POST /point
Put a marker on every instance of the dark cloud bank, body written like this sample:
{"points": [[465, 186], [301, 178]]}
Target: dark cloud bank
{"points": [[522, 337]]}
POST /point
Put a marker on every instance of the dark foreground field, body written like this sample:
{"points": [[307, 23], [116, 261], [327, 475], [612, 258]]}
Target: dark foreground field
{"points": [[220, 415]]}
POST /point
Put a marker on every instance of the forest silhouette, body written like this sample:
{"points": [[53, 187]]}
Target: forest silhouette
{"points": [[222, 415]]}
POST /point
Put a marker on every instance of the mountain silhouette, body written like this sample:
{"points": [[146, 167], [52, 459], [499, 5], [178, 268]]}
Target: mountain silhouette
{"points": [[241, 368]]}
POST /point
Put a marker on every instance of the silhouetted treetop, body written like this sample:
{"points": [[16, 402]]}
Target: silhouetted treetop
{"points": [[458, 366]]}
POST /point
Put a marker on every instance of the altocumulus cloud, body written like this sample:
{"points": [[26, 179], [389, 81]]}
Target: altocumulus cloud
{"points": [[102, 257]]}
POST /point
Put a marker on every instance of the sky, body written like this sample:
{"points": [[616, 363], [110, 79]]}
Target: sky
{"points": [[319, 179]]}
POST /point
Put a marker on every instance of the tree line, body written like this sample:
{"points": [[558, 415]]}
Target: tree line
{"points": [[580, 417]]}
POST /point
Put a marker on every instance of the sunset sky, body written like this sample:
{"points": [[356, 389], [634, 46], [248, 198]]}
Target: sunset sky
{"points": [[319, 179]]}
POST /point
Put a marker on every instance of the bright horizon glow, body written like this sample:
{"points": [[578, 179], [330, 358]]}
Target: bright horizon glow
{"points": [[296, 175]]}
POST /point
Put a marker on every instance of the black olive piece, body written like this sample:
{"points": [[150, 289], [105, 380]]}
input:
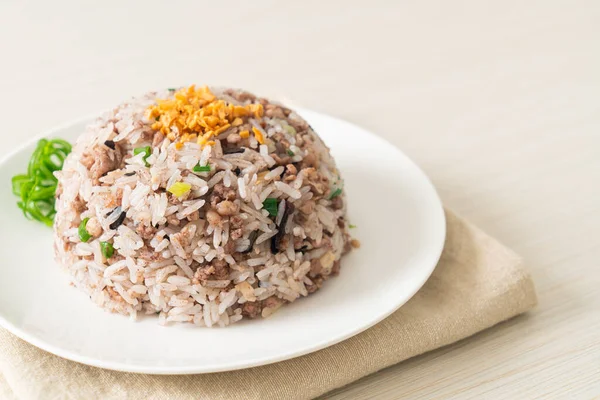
____________________
Task goal: Only the listing above, set down exactly and without pictures, belongs in the answer.

Exercise response:
POST /point
Put a marker on every instance of the dark cloud bank, body written like this sample:
{"points": [[465, 186], [301, 178]]}
Target: dark cloud bank
{"points": [[522, 337]]}
POST /point
Put a marker on every instance of the dark foreground field, body written like this sample:
{"points": [[307, 23], [116, 261], [327, 475], [612, 258]]}
Target: dark foreground field
{"points": [[220, 415]]}
POST /point
Put a marker on every instance of the forest silhouette, body written like this sample:
{"points": [[53, 187]]}
Target: forest silhouette
{"points": [[222, 415]]}
POST /point
Put a marker on every instance of the mountain silhouette, body written like this sample:
{"points": [[146, 167], [52, 459], [499, 5], [178, 268]]}
Target: mountain silhouette
{"points": [[241, 368]]}
POST /point
Put a marker on every instance of the silhouetted treetop, body written like this sample:
{"points": [[16, 402]]}
Target: silhouetted treetop
{"points": [[458, 366]]}
POST /point
Put a marker on every instance of the altocumulus cloud, body written like this sample:
{"points": [[26, 179], [389, 81]]}
Target: altocumulus cloud
{"points": [[102, 257]]}
POST /point
Put a marker on every instance of the sky, body written like this sample:
{"points": [[616, 363], [110, 79]]}
Target: sky
{"points": [[319, 179]]}
POST /point
Put a marker on every instance of the tree line, body written like this sample:
{"points": [[558, 415]]}
Target: tree line
{"points": [[580, 417]]}
POST /point
Put a marker on every instance of the sunset sky, body written like this sample:
{"points": [[356, 389], [634, 46], [248, 198]]}
Target: sunset sky
{"points": [[319, 179]]}
POST /point
Put a marker on every instance of the bright horizon glow, body written like this sample:
{"points": [[578, 179], [330, 358]]}
Target: bright horizon glow
{"points": [[296, 175]]}
POST /point
Put a marker on every instance of the black olive piece, body written like this sample:
{"points": [[150, 289], [105, 380]]}
input:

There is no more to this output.